_AIM OF THE EXERCISE_: Print the records below word for word, starting at the line that contains "Q: Mark a point on every instance of the jacket collar" and ending with the final line of the records, both included.

======== DATA LINES ========

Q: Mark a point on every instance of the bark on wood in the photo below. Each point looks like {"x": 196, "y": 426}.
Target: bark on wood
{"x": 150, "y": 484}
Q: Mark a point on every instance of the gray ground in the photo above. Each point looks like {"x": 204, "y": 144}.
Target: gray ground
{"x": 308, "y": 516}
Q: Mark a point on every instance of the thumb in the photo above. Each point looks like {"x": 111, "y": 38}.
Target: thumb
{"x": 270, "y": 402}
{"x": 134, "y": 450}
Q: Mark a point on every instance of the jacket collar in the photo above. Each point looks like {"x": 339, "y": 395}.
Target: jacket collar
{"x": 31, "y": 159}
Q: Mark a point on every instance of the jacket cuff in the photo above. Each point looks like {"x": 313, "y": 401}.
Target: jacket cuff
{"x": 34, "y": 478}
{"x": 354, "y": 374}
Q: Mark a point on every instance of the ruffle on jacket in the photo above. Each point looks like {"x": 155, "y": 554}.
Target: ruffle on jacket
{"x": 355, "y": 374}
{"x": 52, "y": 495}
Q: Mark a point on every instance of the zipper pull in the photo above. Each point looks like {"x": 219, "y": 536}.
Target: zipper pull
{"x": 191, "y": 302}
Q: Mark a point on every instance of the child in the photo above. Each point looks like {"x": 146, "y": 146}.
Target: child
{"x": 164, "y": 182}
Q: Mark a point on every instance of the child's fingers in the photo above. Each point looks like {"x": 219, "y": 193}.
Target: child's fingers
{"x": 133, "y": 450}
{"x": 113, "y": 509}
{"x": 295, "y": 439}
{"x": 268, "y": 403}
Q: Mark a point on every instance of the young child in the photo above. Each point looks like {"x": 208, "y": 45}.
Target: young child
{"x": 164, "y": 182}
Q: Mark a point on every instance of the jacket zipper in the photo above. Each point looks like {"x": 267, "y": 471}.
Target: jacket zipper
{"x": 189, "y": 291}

========

_SOLUTION FOR THIS EXERCISE_:
Q: Mark a point on every instance of the jacket collar in the photo above. Each point looks like {"x": 339, "y": 395}.
Target: jacket collar
{"x": 31, "y": 159}
Q: Mark a point on every instance of the jacket cuff in the photo above. Each point looks like {"x": 313, "y": 401}.
Target: jacket cuff
{"x": 34, "y": 478}
{"x": 354, "y": 374}
Q: Mark a point on every instance of the ruffle on jacket in the photo above. Each point looks like {"x": 155, "y": 554}.
Target: ruffle on jacket
{"x": 355, "y": 374}
{"x": 52, "y": 495}
Q: Mark a point on every instance of the zipper pull in the photo above. Each point looks like {"x": 219, "y": 536}.
Target: zipper pull
{"x": 191, "y": 302}
Q: Mark a point on every instance of the child in the photo above. Each point looks like {"x": 146, "y": 146}.
Target: child
{"x": 164, "y": 182}
Q: Mark a point on every instance of the child's fingers in the photo above. Each point looks like {"x": 219, "y": 193}.
Target: child's fingers
{"x": 133, "y": 450}
{"x": 113, "y": 509}
{"x": 295, "y": 439}
{"x": 268, "y": 403}
Q: Mark a point on every instance of the young child in the photo above. Each point looks like {"x": 208, "y": 45}.
Target: young child
{"x": 164, "y": 182}
Q: Mark a point on every instance of the jacket zipper in the photo above. Each point looks like {"x": 267, "y": 471}.
Target: jacket zipper
{"x": 189, "y": 291}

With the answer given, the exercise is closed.